EXTRACT PROVIDED:

## Begin

Given the way you have described your situation, I would say you have the following challenges -
- Too much demand (work) on your teams, across multiple products/ projects
- Constrained capacity to deliver. Your teams have not only planned product features to deliver but also a lot of unplanned work that comes up on a regular basis
- Unrealistic/ optimistic Sprint planning leading to Spring scope not being delivered
- Too many dependencies between teams and due to other possible external factors
- All of the above leading to dissatisfied customers/ management and poor team morale
In this situation, it seems to me that the Kanban Method will really be very helpful to implement. Here are the following ways you can use it to streamline your flow across the entire system, set expectations with customers/ management and help teams deliver based on their natural cadence. Over a period of time, Kanban will help you identify and eliminate bottlenecks and improve throughput, thereby helping your teams deliver more product features.

## End

(Entries from a dataset)

## Begin

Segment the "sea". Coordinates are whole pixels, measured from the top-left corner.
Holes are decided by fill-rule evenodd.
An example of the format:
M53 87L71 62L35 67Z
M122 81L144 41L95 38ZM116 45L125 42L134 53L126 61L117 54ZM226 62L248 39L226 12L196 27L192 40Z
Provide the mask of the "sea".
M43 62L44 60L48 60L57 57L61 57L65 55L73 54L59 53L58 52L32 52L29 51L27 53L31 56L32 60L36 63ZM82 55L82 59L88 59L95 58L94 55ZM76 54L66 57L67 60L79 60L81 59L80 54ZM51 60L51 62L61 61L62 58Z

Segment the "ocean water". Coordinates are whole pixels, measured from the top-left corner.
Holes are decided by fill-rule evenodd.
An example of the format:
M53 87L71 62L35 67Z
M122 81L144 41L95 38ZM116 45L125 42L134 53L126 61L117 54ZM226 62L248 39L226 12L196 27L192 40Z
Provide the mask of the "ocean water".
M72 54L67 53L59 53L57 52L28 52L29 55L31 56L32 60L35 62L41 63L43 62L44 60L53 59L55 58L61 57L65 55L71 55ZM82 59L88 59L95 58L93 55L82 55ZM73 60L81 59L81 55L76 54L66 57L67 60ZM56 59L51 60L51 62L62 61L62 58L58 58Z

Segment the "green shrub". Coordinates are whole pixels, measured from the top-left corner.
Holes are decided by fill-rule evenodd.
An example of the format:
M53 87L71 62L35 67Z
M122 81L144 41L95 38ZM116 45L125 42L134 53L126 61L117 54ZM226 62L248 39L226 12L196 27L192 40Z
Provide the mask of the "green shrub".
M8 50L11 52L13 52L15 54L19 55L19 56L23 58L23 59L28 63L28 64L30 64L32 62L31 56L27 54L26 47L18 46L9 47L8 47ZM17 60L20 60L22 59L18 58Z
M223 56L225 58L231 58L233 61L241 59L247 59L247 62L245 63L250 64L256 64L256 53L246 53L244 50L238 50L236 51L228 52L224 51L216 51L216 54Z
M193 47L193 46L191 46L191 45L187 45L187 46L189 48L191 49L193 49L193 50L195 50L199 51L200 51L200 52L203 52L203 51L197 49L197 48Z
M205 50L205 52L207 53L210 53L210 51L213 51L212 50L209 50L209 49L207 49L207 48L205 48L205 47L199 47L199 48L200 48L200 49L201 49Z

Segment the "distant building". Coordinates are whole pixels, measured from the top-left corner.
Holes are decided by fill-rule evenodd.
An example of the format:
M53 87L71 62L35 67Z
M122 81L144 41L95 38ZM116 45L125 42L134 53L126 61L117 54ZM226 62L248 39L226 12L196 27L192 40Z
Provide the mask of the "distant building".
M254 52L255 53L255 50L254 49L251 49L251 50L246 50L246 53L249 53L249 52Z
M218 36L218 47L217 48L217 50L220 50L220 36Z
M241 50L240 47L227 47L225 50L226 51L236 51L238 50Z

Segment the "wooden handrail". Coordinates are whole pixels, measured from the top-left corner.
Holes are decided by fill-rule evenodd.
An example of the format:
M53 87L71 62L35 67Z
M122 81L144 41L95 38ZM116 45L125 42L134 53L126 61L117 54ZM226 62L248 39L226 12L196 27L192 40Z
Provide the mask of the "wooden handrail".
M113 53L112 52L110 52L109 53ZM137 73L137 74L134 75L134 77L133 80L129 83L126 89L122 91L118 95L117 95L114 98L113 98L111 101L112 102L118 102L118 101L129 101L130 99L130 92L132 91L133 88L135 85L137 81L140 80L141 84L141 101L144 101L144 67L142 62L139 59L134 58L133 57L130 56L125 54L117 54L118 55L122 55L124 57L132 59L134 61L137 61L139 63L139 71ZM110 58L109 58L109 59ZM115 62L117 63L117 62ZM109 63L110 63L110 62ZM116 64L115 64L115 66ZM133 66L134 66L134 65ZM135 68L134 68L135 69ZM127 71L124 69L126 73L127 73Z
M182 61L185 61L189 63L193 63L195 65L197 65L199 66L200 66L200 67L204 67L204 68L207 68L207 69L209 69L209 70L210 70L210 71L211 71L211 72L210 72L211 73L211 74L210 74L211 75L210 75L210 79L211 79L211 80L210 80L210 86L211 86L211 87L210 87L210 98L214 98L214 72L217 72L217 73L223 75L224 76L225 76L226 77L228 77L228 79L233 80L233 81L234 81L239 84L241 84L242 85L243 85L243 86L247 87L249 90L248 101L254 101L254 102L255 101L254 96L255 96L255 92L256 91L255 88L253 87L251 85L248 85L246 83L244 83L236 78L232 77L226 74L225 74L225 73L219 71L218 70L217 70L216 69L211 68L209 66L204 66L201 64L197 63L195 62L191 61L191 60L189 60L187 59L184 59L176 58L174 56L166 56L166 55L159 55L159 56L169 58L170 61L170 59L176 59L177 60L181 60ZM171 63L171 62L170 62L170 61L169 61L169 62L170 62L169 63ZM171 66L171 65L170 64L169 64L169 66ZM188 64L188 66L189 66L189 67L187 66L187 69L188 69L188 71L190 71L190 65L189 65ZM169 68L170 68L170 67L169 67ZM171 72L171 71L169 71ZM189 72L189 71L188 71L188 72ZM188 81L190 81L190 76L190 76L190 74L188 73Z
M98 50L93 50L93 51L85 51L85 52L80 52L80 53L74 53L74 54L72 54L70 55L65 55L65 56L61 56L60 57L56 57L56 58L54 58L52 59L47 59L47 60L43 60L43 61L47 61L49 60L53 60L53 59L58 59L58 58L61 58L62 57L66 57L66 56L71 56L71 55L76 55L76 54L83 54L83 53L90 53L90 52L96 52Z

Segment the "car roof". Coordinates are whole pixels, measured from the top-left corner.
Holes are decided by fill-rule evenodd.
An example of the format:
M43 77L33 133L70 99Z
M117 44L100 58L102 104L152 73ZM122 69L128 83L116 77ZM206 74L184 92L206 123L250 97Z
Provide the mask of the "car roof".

## End

WRITTEN INSTRUCTION 1: In the passage on Kanban, what does the writer say Kanban will help identify and eliminate over a period of time?
WRITTEN INSTRUCTION 2: Please resume the passage on Kanban from the point where it stops.
The data above is not needed for the work here.

REPLY 1: Bottlenecks.

REPLY 2:
An important aspect of implementing Kanban is to implement it in the Upstream processes of product/ portfolio backlog management and ensuring that the right features/ stories are prioritized at the right time and scheduled on a regular cadence.
The second aspect of this would be to look at the actual nature of the current demand on your teams. This is comprised of both value demand (new features) and failure demand (issues/ bugs/ etc.) - as also intangible work such as tech debt. You need to identify the various components of your demand and provide for adequate capacity to do this work - and thus identify the true (net) capacity your teams actually have to do new value add work.
At the risk of jumping into a solution without further discussion, here are some suggestions.
Using the STATIK approach (Systems Thinking Approach to Implementing Kanban), you should consider implementing three levels of boards - Portfolio level, Product level, and Team level.
The Portfolio and Product level boards will help your stakeholders prioritize and coordinate work across multiple products and strategic priorities - and ultimately help your teams get prioritized backlogs that they can work on without confusion.
The team level boards, combined with WIP limits, will help you streamline the team level work - by helping identify specific points of cross-team dependencies and bottlenecks within their own processes.
One key thing that you already have said - instead of committing to a sprint/ release scope up-front, simply decide on a sprint or release cadence (2-3 weeks - a month at most) - and release/ deploy whatever is ready every3-4 weeks. Use the pull mechanism to take whatever is the next most important thing from the prioritized backlogs.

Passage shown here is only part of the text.